About this task: In the account of the Tehran protest march, what did the writer's family put on their mouths, and what did it represent?

Given passage:
Enghelab Street, the widest avenue in Tehran, was full of people. Some estimated that there were one to two million people there. As we marched, we passed a police department and a Basij base. In both places, we could see fully-armed riot police and militiamen watching us from behind fences. Near Sharif University of Technology, where the students had chased away Mahmoud Ahmadinejad a few days before, Mir Hossein Mousavi (the reformist president-elect) and Mehdi Karrubi, the other reformist candidate, spoke to the people and were received with cries of praise and applause.

My family and I had put stickers on our mouths to represent the suppression of the regime. Other people carried signs. One quoted the national poet Ahmad Shamlu: "To slaughter us/why did you need to invite us/to such an elegant party." Another made fun of the government's claim that Ahmadinejad won 24 million votes: "The Miracle of the Third Millennium: 2 x 2 = 24 million." Others just read: "Where is my vote?"

When we finally arrived at Azadi Square, which can accommodate around 500,000 people, it was full. We saw smoke coming from Jenah Freeway and heard the gunshots. People were scared but continued walking forward.

Later, my sister told me that she saw four militiamen come out from a house and shoot a girl. Then they shot a young boy in his eye and the bullet came out of his ear. She said that four people were shot.

On my way home at around 2 a.m. I saw about 10 buses full of armed riot police parked on the side of the road. There were scattered militiamen in civilian clothes carrying clubs patrolling the empty streets. And in Tajrish Square I saw a boy around 16 holding a club, looking for something to attack.

At Ahmadinejad's "victory" ceremony, government buses transported all his supporters from nearby cities. There was full TV coverage of that ceremony, where fruit juice and cake were plentiful. At most, 100,000 gathered to hear his speech, including all the militiamen and soldiers.

We reformists have no radio, no newspaper, and no television. All our Internet sites are filtered, as well as social networks such as Facebook. Text messaging and mobile communication were also cut off during the demonstrations. And yet we had hundreds of thousands, if not millions.

The state-run TV station has announced that riot police will severely punish anybody that demonstrates. Ahmadinejad called the opposition a bunch of insignificant dirt who try to make the taste of victory bitter to the nation. But his remark was answered by the largest demonstrations ever.

Older people compared Monday's gathering to the demonstrations of 1979 which marked the downfall of the Shah's regime. They even said that this event was larger.

Democracy is a long way ahead. I may not be alive to see that day. With eyes full of tears in these early hours of June 16, I glorify the courage of those who have already been killed. I hope that the blood of these martyrs will make every one of us more committed to freedom, to democracy and to human rights.

Records provided:
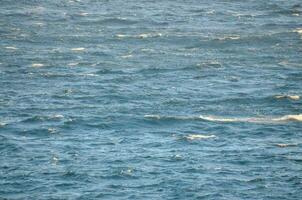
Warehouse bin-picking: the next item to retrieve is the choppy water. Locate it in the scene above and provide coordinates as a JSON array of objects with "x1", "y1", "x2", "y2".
[{"x1": 0, "y1": 0, "x2": 302, "y2": 199}]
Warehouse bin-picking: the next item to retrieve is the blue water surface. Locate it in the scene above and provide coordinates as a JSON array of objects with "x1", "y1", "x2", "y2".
[{"x1": 0, "y1": 0, "x2": 302, "y2": 200}]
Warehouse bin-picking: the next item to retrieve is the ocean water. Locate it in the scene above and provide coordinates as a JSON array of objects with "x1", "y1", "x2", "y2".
[{"x1": 0, "y1": 0, "x2": 302, "y2": 200}]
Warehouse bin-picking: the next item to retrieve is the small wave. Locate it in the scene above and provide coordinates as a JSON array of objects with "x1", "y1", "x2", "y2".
[
  {"x1": 121, "y1": 54, "x2": 133, "y2": 58},
  {"x1": 5, "y1": 47, "x2": 18, "y2": 50},
  {"x1": 0, "y1": 122, "x2": 7, "y2": 128},
  {"x1": 276, "y1": 143, "x2": 298, "y2": 148},
  {"x1": 115, "y1": 33, "x2": 163, "y2": 39},
  {"x1": 71, "y1": 47, "x2": 85, "y2": 51},
  {"x1": 144, "y1": 114, "x2": 302, "y2": 123},
  {"x1": 67, "y1": 63, "x2": 79, "y2": 66},
  {"x1": 136, "y1": 33, "x2": 162, "y2": 39},
  {"x1": 218, "y1": 35, "x2": 240, "y2": 40},
  {"x1": 184, "y1": 134, "x2": 216, "y2": 140},
  {"x1": 293, "y1": 28, "x2": 302, "y2": 34},
  {"x1": 31, "y1": 63, "x2": 45, "y2": 67},
  {"x1": 275, "y1": 95, "x2": 300, "y2": 100}
]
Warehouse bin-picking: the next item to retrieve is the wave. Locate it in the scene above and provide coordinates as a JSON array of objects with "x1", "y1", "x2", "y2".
[
  {"x1": 184, "y1": 134, "x2": 216, "y2": 140},
  {"x1": 275, "y1": 95, "x2": 300, "y2": 100},
  {"x1": 115, "y1": 33, "x2": 163, "y2": 39},
  {"x1": 144, "y1": 114, "x2": 302, "y2": 123}
]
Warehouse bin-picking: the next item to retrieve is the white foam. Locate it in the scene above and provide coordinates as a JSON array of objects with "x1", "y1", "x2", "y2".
[
  {"x1": 218, "y1": 35, "x2": 240, "y2": 40},
  {"x1": 294, "y1": 28, "x2": 302, "y2": 34},
  {"x1": 31, "y1": 63, "x2": 44, "y2": 67},
  {"x1": 71, "y1": 47, "x2": 85, "y2": 51},
  {"x1": 68, "y1": 63, "x2": 79, "y2": 66},
  {"x1": 275, "y1": 95, "x2": 300, "y2": 100},
  {"x1": 121, "y1": 54, "x2": 133, "y2": 58},
  {"x1": 5, "y1": 46, "x2": 18, "y2": 50},
  {"x1": 185, "y1": 134, "x2": 216, "y2": 140},
  {"x1": 144, "y1": 114, "x2": 302, "y2": 123},
  {"x1": 276, "y1": 143, "x2": 298, "y2": 148},
  {"x1": 199, "y1": 115, "x2": 242, "y2": 122},
  {"x1": 53, "y1": 114, "x2": 64, "y2": 119},
  {"x1": 144, "y1": 115, "x2": 161, "y2": 119},
  {"x1": 272, "y1": 114, "x2": 302, "y2": 121},
  {"x1": 0, "y1": 122, "x2": 7, "y2": 127},
  {"x1": 116, "y1": 34, "x2": 129, "y2": 38},
  {"x1": 137, "y1": 33, "x2": 162, "y2": 39},
  {"x1": 79, "y1": 12, "x2": 89, "y2": 17}
]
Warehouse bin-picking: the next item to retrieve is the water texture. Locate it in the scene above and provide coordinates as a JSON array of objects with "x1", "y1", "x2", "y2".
[{"x1": 0, "y1": 0, "x2": 302, "y2": 200}]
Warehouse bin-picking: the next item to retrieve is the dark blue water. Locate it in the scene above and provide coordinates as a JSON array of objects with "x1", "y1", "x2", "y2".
[{"x1": 0, "y1": 0, "x2": 302, "y2": 200}]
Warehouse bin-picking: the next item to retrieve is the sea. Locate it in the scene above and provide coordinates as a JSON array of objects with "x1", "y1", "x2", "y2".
[{"x1": 0, "y1": 0, "x2": 302, "y2": 200}]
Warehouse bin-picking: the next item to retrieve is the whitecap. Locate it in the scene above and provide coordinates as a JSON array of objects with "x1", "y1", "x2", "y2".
[
  {"x1": 144, "y1": 114, "x2": 302, "y2": 123},
  {"x1": 71, "y1": 47, "x2": 85, "y2": 51},
  {"x1": 0, "y1": 122, "x2": 7, "y2": 127},
  {"x1": 5, "y1": 46, "x2": 18, "y2": 50},
  {"x1": 121, "y1": 54, "x2": 133, "y2": 58},
  {"x1": 79, "y1": 12, "x2": 89, "y2": 17},
  {"x1": 275, "y1": 95, "x2": 300, "y2": 100},
  {"x1": 115, "y1": 34, "x2": 128, "y2": 38},
  {"x1": 144, "y1": 115, "x2": 161, "y2": 119},
  {"x1": 31, "y1": 63, "x2": 44, "y2": 67},
  {"x1": 293, "y1": 28, "x2": 302, "y2": 34},
  {"x1": 52, "y1": 114, "x2": 64, "y2": 119},
  {"x1": 137, "y1": 33, "x2": 162, "y2": 39},
  {"x1": 68, "y1": 63, "x2": 79, "y2": 66},
  {"x1": 185, "y1": 134, "x2": 216, "y2": 140},
  {"x1": 218, "y1": 35, "x2": 240, "y2": 40},
  {"x1": 276, "y1": 143, "x2": 298, "y2": 148},
  {"x1": 272, "y1": 114, "x2": 302, "y2": 121},
  {"x1": 199, "y1": 115, "x2": 238, "y2": 122}
]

Exercise result: They put stickers on their mouths to represent the suppression of the regime.